→ **Text section**:
■ ■ ■ ■ ■

Re: Annotation Serializations from Doug Schepers on 2014-01-20 (public-openannotation@w3.org from January 2014)

From: Doug Schepers <schepers@w3.org>
Date: Sun, 19 Jan 2014 22:30:16 -0500
To: Ivan Herman <ivan@w3.org>
CC: public-openannotation <public-openannotation@w3.org>
Message-ID: <52DC9848.8000303@w3.org>
Hi, Ivan–

Having settled the use-case justification, I'd like to follow up on a
couple more points from this message, inline...

On 1/19/14 8:25 AM, Ivan Herman wrote:
> Hi Doug, everybody,
>
> I try to understand what you mean... Are we talking about some sort
> of a family of use case templates? Or a formal and thorough
> serialization specification in HTML, ie, some sort of a specialized
> RDFa? The latter may be quite a lot of work... (having gone through
> the RDFa exercise myself). A template library could probably be done
> more easily; for RDF usage one could then make some sort of a
> preprocessor to RDFa, and then let the existing RDFa processors take
> over.

I'm not really sure, to be honest... my inclination is to say we should 
have a formal serialization, though I'd defer to what browsers or other 
implementers would say.

I actually do think there's a case to be made for a <note> element, with 
an API, to be used as the root with a specific content model 
transformable into the OA data model.

■ ■ ■ ■ ■

→ **Provided data**:
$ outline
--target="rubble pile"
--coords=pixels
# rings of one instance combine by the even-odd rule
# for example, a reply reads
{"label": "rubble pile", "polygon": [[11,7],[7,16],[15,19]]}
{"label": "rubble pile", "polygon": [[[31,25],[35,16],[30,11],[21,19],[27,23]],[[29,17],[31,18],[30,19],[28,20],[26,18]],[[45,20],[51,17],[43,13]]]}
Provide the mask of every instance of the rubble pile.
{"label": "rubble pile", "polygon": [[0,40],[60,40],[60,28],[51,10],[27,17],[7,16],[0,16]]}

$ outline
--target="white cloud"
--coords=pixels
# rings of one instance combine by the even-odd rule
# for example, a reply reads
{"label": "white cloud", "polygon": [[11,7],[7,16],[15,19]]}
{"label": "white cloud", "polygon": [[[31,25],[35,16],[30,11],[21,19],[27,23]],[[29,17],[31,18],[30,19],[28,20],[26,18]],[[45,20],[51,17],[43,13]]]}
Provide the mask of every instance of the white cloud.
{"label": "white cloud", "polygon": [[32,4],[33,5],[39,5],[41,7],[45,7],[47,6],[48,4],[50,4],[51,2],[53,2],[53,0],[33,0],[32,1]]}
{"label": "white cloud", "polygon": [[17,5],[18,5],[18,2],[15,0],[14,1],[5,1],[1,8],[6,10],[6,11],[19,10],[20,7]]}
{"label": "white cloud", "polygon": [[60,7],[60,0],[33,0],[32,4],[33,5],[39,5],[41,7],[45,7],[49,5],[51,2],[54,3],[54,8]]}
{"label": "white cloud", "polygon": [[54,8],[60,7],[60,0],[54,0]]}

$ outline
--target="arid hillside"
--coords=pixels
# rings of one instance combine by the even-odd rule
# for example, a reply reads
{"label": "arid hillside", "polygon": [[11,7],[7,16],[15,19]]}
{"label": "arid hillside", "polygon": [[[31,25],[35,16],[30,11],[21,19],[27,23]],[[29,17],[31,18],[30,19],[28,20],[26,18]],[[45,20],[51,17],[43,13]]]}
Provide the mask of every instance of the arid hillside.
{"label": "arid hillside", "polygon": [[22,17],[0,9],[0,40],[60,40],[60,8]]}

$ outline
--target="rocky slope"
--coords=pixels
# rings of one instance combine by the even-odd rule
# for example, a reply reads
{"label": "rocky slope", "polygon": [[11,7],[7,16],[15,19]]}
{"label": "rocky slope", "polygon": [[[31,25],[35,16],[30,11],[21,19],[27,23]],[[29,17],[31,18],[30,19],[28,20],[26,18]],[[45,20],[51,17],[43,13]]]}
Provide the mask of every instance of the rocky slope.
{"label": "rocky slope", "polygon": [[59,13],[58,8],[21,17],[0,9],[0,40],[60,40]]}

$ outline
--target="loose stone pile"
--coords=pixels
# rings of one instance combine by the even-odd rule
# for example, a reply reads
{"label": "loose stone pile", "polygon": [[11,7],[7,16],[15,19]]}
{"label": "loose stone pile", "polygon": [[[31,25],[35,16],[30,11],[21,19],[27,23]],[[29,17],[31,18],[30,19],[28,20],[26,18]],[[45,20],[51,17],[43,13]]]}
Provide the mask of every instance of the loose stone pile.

■ ■ ■ ■ ■

→ **Brief**:
Can you reproduce, word for word, the part of the email on annotation serializations from "I'm not really" up to and including "implementers would say."?

→ **Solution**:
I'm not really sure, to be honest... my inclination is to say we should 
have a formal serialization, though I'd defer to what browsers or other 
implementers would say.